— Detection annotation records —
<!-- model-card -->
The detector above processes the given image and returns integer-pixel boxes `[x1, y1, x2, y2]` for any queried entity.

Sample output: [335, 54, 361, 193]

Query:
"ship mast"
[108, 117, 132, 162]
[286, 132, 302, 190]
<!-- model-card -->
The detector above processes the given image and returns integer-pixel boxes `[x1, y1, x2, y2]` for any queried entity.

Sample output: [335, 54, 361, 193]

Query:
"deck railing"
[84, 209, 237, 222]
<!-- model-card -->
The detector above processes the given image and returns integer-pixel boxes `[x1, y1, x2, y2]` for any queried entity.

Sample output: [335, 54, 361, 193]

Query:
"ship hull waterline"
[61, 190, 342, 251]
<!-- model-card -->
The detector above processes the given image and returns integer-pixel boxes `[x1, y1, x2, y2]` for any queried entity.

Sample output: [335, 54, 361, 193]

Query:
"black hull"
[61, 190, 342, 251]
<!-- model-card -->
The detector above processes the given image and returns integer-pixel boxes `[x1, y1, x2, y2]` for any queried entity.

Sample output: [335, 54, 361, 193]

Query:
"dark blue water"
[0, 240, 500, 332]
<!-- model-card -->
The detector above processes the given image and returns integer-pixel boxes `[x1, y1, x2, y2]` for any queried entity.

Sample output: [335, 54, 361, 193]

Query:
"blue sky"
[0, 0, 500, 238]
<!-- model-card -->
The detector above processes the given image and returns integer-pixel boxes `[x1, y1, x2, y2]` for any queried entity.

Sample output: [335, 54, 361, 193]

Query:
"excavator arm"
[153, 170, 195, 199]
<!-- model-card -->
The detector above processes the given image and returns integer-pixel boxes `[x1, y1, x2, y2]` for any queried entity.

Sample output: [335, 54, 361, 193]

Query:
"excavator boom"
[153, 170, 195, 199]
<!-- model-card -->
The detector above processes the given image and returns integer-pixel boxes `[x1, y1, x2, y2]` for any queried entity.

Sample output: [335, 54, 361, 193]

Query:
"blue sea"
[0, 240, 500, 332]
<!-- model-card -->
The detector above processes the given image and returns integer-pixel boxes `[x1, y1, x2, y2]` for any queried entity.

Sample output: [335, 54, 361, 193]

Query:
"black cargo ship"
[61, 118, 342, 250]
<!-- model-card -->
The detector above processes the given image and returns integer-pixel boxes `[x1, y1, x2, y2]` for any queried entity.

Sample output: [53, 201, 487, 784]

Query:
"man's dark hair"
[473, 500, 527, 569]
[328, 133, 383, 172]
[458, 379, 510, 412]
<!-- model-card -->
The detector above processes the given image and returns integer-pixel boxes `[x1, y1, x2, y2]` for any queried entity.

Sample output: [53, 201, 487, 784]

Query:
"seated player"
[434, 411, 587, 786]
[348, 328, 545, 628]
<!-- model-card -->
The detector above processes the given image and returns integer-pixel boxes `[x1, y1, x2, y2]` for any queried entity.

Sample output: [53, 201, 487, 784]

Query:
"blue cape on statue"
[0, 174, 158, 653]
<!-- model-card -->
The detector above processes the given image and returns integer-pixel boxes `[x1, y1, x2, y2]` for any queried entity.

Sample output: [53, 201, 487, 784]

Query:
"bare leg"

— WHAT THIS TASK INVOLVES —
Copy out the lines above word for word.

— EXERCISE SOLUTION —
<!-- model-card -->
The detector above processes the given image and returns integer-pixel boxes `[x1, y1, x2, y2]` for any queried entity.

Sample output: [335, 54, 361, 193]

Query:
"ship mast"
[108, 117, 132, 162]
[286, 132, 302, 190]
<!-- model-card -->
The detector above processes the given image and returns integer-pixel boxes `[x1, y1, x2, y2]` for any queried entity.

Sample output: [335, 54, 361, 193]

Query:
"deck railing"
[84, 209, 237, 222]
<!-- model-card -->
The detector above processes the given image and returns integer-pixel boxes `[x1, y1, x2, y2]` for any queried entity.

Sample output: [335, 54, 361, 193]

Query:
"ship hull waterline"
[61, 190, 342, 251]
<!-- model-card -->
The detector above processes the given image and returns integer-pixel boxes `[x1, y1, x2, y2]` for any queried entity.

Sample output: [335, 54, 361, 193]

Query:
"black hull"
[61, 190, 342, 251]
<!-- model-card -->
The detector above processes the given image and returns integer-pixel boxes `[x1, y1, x2, y2]` for any queried entity.

Sample output: [335, 54, 361, 193]

Query:
"dark blue water"
[0, 240, 500, 332]
<!-- model-card -->
The detector above processes the given image and returns integer-pixel boxes `[x1, y1, x2, y2]` for any queried entity.

Sample output: [335, 54, 361, 193]

Query:
"blue sky"
[0, 0, 500, 238]
<!-- model-card -->
The detector above processes the given image and returns integer-pixel boxes `[x1, y1, x2, y2]` for any queried entity.

Sample output: [335, 54, 361, 193]

Query:
"excavator arm"
[153, 170, 195, 199]
<!-- model-card -->
The detector above processes the given image and returns integer-pixel boxes `[x1, y1, x2, y2]` for any queried entity.

Sample output: [335, 54, 361, 193]

Query:
"excavator boom"
[153, 170, 195, 199]
<!-- model-card -->
The detector above processes the given image and returns integer-pixel boxes `[x1, y1, x2, y2]` for any queried entity.

Sample output: [335, 54, 361, 193]

Query:
"blue sea"
[0, 240, 500, 332]
<!-- model-card -->
The detector above processes the given image and returns integer-pixel boxes `[x1, y1, x2, y2]` for any queried entity.

Sample output: [335, 54, 361, 193]

Query:
"black cargo ship"
[61, 118, 342, 250]
<!-- model-card -->
The detector above processes the given image and returns integer-pixel boxes `[x1, y1, x2, y2]` for any queried entity.

Sample output: [53, 201, 487, 784]

Query:
"man's dark hair"
[473, 500, 527, 569]
[328, 133, 383, 172]
[458, 379, 510, 412]
<!-- model-card -->
The detector above processes the given image and returns integer-pixel boxes `[x1, y1, x2, y2]` for any queried entity.

Sample output: [53, 201, 487, 784]

Query:
"seated player"
[434, 411, 587, 786]
[348, 328, 545, 628]
<!-- model-card -->
The detector above processes the given image and returns integer-pixel boxes `[x1, y1, x2, y2]` for any queried entity.

Sample output: [53, 201, 487, 784]

Query:
"blue cape on statue"
[0, 174, 158, 653]
<!-- model-card -->
The detector above processes the given image and returns integer-pixel boxes `[x1, y1, x2, y2]` for any queried entity.

Sample output: [53, 201, 487, 784]

Query:
"bare leg"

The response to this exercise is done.